## SET EXERCISE:
Render the data below as a JSON list of strings, covering only the lines from the one with "detect border collie | output bbox" to the one with "[0,54,145,96]", both included. Give each line its own string and leave out any blank lines.

## SUPPLIED RECORDS:
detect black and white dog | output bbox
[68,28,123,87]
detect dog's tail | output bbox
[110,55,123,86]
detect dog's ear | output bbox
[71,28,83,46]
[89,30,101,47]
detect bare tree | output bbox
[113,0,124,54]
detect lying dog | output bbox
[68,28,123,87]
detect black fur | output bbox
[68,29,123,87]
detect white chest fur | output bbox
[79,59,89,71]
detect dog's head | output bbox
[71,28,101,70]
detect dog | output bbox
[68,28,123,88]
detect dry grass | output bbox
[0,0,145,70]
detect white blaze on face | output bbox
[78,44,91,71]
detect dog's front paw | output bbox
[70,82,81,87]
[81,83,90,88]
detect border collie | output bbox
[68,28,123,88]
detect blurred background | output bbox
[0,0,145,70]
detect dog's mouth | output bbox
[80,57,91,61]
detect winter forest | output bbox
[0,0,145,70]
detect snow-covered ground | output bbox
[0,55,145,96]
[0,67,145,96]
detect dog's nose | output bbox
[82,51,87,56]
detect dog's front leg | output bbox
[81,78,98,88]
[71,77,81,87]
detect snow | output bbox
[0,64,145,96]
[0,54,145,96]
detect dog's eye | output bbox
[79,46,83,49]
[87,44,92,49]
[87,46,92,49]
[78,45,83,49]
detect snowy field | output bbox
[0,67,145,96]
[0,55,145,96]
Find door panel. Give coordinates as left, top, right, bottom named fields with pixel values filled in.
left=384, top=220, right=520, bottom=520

==

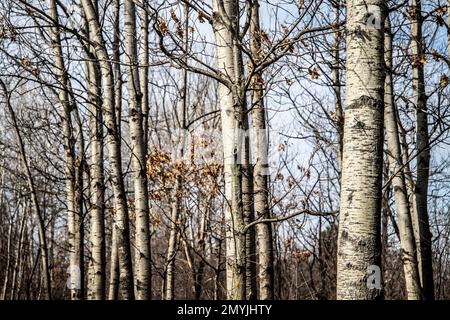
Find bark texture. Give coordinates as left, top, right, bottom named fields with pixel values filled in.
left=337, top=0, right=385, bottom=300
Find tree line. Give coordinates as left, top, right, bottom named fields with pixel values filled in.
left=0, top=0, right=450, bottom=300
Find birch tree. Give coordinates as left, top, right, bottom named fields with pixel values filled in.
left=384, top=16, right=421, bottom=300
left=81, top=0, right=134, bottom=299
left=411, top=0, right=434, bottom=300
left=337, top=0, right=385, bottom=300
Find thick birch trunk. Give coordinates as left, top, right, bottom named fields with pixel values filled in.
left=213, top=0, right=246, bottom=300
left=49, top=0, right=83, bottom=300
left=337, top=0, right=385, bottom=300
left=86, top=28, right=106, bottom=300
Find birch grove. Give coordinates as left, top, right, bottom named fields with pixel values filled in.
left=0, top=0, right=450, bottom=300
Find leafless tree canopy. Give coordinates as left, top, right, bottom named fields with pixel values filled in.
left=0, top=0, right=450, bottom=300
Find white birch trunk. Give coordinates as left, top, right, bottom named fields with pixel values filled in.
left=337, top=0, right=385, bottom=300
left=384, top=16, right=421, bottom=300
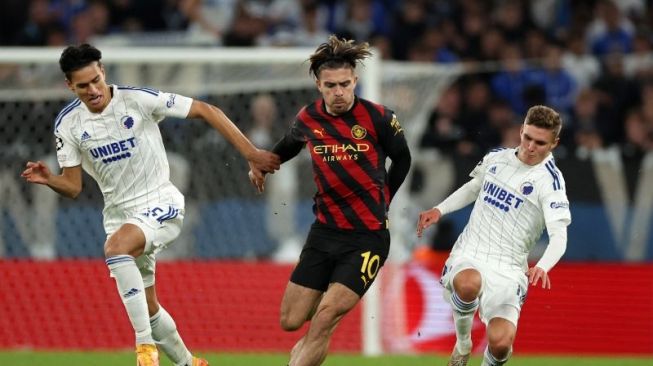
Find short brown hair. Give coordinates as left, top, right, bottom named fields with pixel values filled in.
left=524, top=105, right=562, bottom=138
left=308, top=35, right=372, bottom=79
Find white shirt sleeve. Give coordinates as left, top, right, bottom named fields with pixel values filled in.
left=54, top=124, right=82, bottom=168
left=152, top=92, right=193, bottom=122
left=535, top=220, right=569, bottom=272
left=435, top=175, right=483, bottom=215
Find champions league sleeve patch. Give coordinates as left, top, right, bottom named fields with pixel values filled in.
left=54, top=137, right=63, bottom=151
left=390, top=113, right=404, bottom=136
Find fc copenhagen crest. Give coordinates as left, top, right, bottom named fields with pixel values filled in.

## SOLUTION FOR THIS EXERCISE:
[
  "detect border collie | output bbox",
  "[68,28,123,88]",
  "detect blurred background | output bbox",
  "[0,0,145,70]",
  "detect dog's mouth | output bbox",
  "[80,57,91,61]",
  "detect winter forest | output bbox",
  "[0,0,145,70]",
  "detect snow-covered ground | output bbox",
  "[0,55,145,96]",
  "[0,67,145,96]",
  "detect dog's nose | output bbox",
  "[82,51,87,56]",
  "detect dog's front leg | output bbox",
  "[81,78,98,88]",
  "[71,77,81,87]",
  "detect snow | output bbox",
  "[0,64,145,96]",
  "[0,54,145,96]"
]